**Extrait:**
▼

Enfin, comme l’a dit le rapporteur, notre système ferroviaire a baissé les bras face à des missions de bon sens comme le transport de proximité.
Il faut donc réformer, et de manière urgente. Il faut regrouper les métiers, éviter les doublons, poser les bases d’une convention collective évidemment indispensable, organiser l’indépendance du gestionnaire et ses relations par rapport aux opérateurs. Guillaume Pepy et Jacques Rapoport s’engagent à réaliser 1 milliard d’économies par an. Banco ! Nous faisons plutôt confiance en leur diagnostic. Compte tenu du chiffre d’affaires, un tel objectif n’est pas insurmontable. Nous les jugerons sur les actes. M. le secrétaire d’État a parlé tout à l’heure de ce pari de réaliser 500 millions d’économies.
Il reste évidemment beaucoup de questions, qui seront abordées au cours de la discussion. La réforme prévoit la création de trois EPIC. C’est un système complexe. Peut-être eût-il fallu aller plus loin en créant une société anonyme. C’eût été le bon sens. Mais si nous avions été au pouvoir, aurions-nous fait mieux, aurions-nous proposé d’emblée de créer une société anonyme ? Je n’en suis pas certain. C’est sans doute le prochain rendez-vous.
Il faudra que la nouvelle convention collective tienne compte de la réalité du monde d’aujourd’hui. Sur ce point, je suis d’accord avec mes amis et collègues du groupe UMP. C’est la question du décret-socle. Je rappelle qu’en Allemagne, un conducteur de train travaille quarante heures par semaine et explique qu’il est plus facile aujourd’hui de conduire un train qu’un camion, qu’on est formé en six mois. Faisons confiance au bon sens, aux capacités de négociation, mais posons-nous cette question.
Nous continuons à penser qu’il faut réfléchir à une véritable évolution du statut du personnel du groupe public ferroviaire. L’homogénéisation des régimes en matière de durée et de conditions de travail pourrait s’avérer contre-productive, notamment en termes de compétitivité, si elle était mal faite. Sur cette question, je suis d’accord avec l’analyse qu’a faite il y a quelques instants Dominique Bussereau.
Le groupe UDI souhaite obtenir davantage d’informations sur ce sujet car l’objectif n’est pas de continuer à perdre des parts de marchés en matière de transport de marchandises. Nous présenterons des amendements s’agissant de la future convention collective.

▲

**Liste des lignes:**
▼

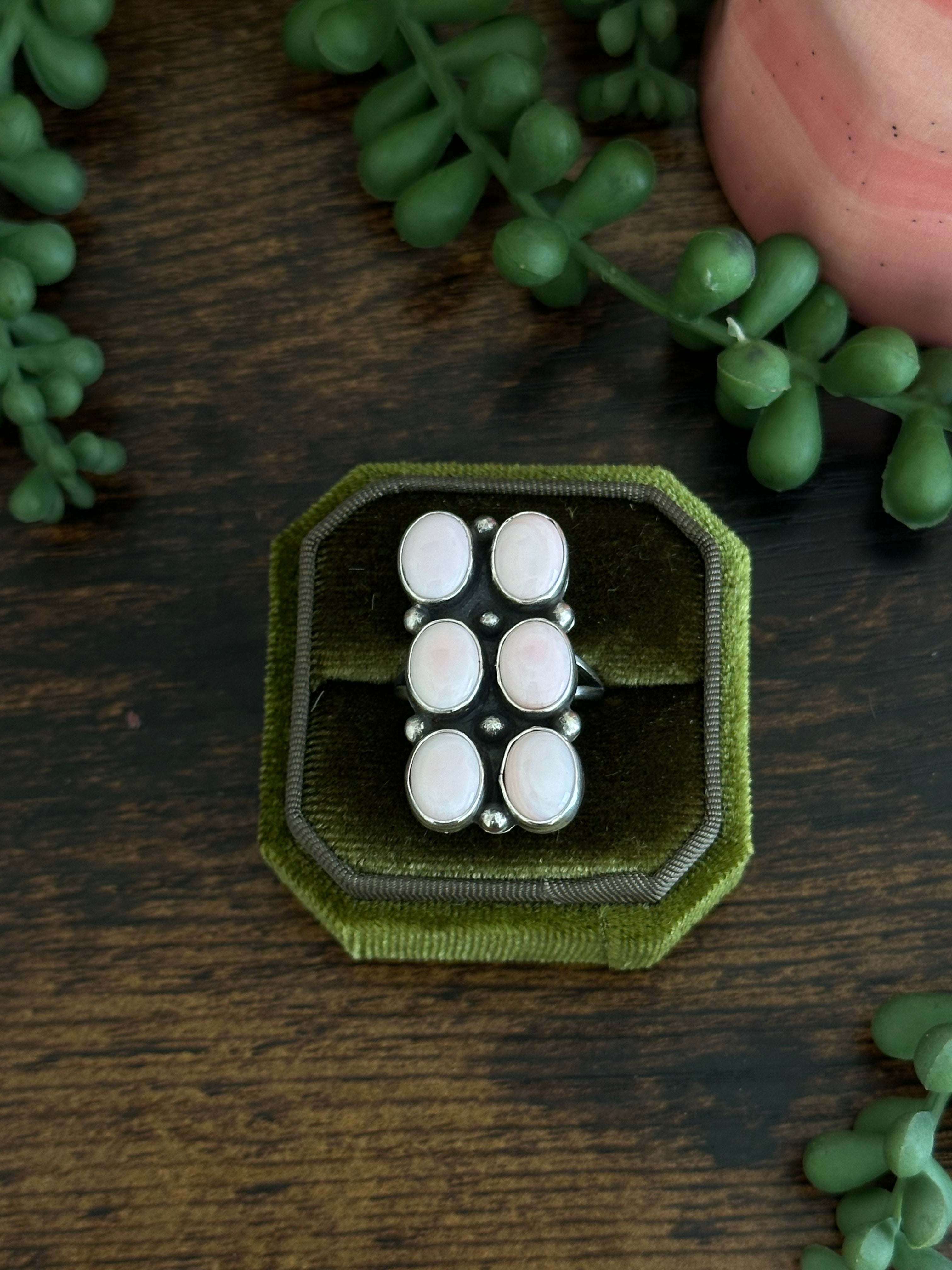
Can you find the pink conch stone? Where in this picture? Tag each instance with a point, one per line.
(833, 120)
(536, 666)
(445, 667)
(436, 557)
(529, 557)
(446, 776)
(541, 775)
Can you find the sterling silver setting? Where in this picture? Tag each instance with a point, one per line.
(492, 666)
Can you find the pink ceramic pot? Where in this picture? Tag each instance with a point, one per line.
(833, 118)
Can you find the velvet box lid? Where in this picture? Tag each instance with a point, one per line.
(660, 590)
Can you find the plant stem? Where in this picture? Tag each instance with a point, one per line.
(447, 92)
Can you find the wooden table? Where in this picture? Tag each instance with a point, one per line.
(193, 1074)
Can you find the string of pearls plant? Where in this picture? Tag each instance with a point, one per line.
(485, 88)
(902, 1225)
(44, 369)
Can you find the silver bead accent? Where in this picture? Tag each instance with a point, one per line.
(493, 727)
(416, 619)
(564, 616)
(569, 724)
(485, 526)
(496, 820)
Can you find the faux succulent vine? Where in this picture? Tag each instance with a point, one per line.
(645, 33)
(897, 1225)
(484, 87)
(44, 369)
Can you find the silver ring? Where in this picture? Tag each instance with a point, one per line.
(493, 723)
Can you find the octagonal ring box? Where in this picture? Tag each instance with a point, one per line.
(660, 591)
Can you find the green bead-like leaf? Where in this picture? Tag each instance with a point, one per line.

▲
▼

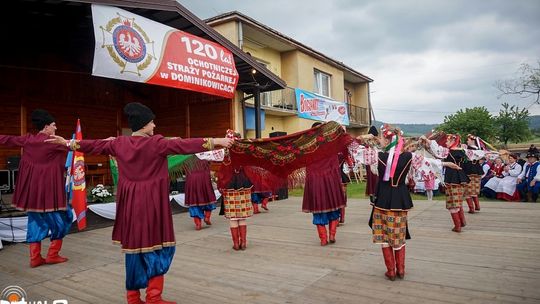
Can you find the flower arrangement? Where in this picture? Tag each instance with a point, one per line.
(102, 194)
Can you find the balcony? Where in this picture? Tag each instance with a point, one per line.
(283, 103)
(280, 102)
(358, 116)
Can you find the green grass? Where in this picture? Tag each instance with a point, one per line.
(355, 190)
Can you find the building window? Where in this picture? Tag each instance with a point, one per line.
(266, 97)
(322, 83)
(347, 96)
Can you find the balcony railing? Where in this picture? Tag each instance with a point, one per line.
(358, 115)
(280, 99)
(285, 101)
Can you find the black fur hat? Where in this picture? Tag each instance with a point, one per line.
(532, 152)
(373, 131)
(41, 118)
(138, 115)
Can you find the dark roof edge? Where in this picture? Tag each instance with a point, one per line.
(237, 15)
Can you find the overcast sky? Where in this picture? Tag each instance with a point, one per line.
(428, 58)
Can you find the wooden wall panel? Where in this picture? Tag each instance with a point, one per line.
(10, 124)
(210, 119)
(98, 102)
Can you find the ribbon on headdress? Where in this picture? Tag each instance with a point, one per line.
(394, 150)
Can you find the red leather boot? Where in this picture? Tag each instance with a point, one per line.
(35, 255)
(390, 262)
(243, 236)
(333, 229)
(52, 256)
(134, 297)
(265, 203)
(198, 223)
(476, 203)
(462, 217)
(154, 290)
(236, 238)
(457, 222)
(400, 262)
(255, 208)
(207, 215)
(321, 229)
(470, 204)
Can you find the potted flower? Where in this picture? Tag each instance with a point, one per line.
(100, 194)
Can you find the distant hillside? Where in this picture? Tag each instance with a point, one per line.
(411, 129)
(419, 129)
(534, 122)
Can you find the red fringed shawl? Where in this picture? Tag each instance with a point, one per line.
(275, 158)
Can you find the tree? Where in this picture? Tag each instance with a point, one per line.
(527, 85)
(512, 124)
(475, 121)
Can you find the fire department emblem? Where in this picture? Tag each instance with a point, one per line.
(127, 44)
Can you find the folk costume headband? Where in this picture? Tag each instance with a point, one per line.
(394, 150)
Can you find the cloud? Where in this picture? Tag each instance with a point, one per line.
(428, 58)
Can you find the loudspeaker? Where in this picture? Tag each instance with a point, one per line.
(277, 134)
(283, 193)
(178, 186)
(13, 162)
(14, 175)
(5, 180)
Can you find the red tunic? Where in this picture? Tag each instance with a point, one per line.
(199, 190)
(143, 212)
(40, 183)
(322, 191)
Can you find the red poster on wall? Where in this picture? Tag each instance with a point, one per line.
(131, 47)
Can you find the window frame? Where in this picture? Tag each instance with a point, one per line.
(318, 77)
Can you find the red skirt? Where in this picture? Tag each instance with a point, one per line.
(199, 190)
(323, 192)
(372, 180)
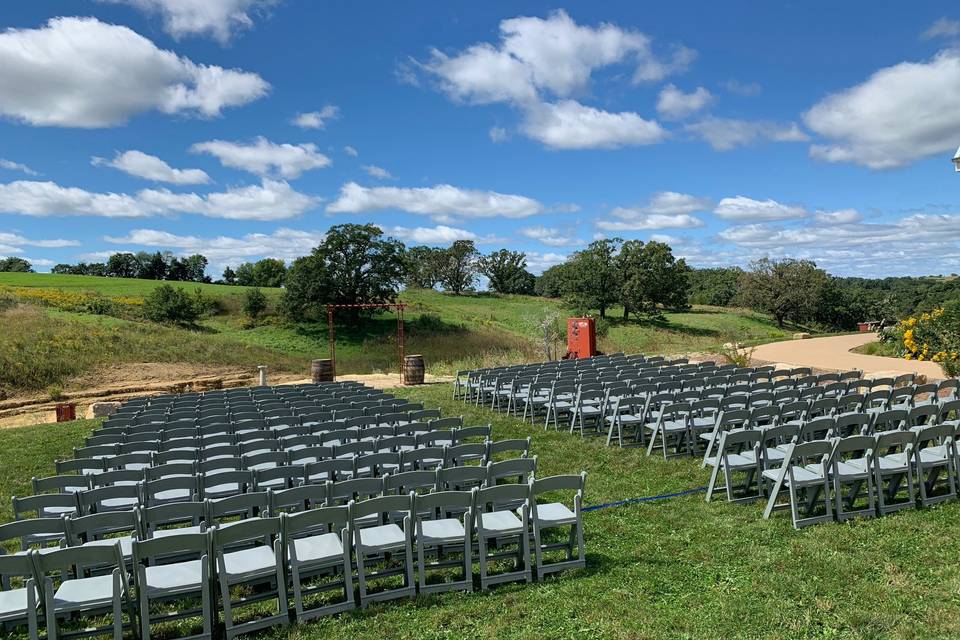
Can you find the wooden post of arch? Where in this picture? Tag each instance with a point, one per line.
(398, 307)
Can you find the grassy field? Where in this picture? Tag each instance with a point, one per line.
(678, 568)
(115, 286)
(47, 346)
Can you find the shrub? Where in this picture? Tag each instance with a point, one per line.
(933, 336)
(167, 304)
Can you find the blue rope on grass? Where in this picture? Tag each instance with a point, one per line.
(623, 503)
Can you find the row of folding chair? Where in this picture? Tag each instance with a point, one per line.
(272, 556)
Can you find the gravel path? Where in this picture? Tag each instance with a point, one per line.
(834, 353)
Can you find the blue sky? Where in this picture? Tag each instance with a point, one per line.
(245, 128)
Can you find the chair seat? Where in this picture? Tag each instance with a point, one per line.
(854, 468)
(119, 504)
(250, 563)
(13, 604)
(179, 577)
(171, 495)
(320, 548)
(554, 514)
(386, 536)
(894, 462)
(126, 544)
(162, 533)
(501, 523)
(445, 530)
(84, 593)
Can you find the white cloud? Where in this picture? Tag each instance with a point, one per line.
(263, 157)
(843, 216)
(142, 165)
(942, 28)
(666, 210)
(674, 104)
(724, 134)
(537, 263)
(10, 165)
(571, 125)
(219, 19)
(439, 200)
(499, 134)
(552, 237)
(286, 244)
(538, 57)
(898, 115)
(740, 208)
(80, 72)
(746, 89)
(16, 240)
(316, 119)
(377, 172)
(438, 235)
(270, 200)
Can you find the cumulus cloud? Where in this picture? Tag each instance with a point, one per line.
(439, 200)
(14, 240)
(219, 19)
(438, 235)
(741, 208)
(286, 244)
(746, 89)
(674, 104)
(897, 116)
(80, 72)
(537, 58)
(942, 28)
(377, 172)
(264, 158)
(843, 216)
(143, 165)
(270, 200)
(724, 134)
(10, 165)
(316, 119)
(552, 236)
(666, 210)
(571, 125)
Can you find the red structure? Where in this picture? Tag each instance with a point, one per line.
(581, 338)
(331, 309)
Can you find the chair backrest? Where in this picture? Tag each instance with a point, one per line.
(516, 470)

▲

**Énoncé:**
Quelles personnes l'extrait désigne-t-il par leur nom ? Citez-les toutes.

**Résultat:**
Guillaume Pepy, Jacques Rapoport, Dominique Bussereau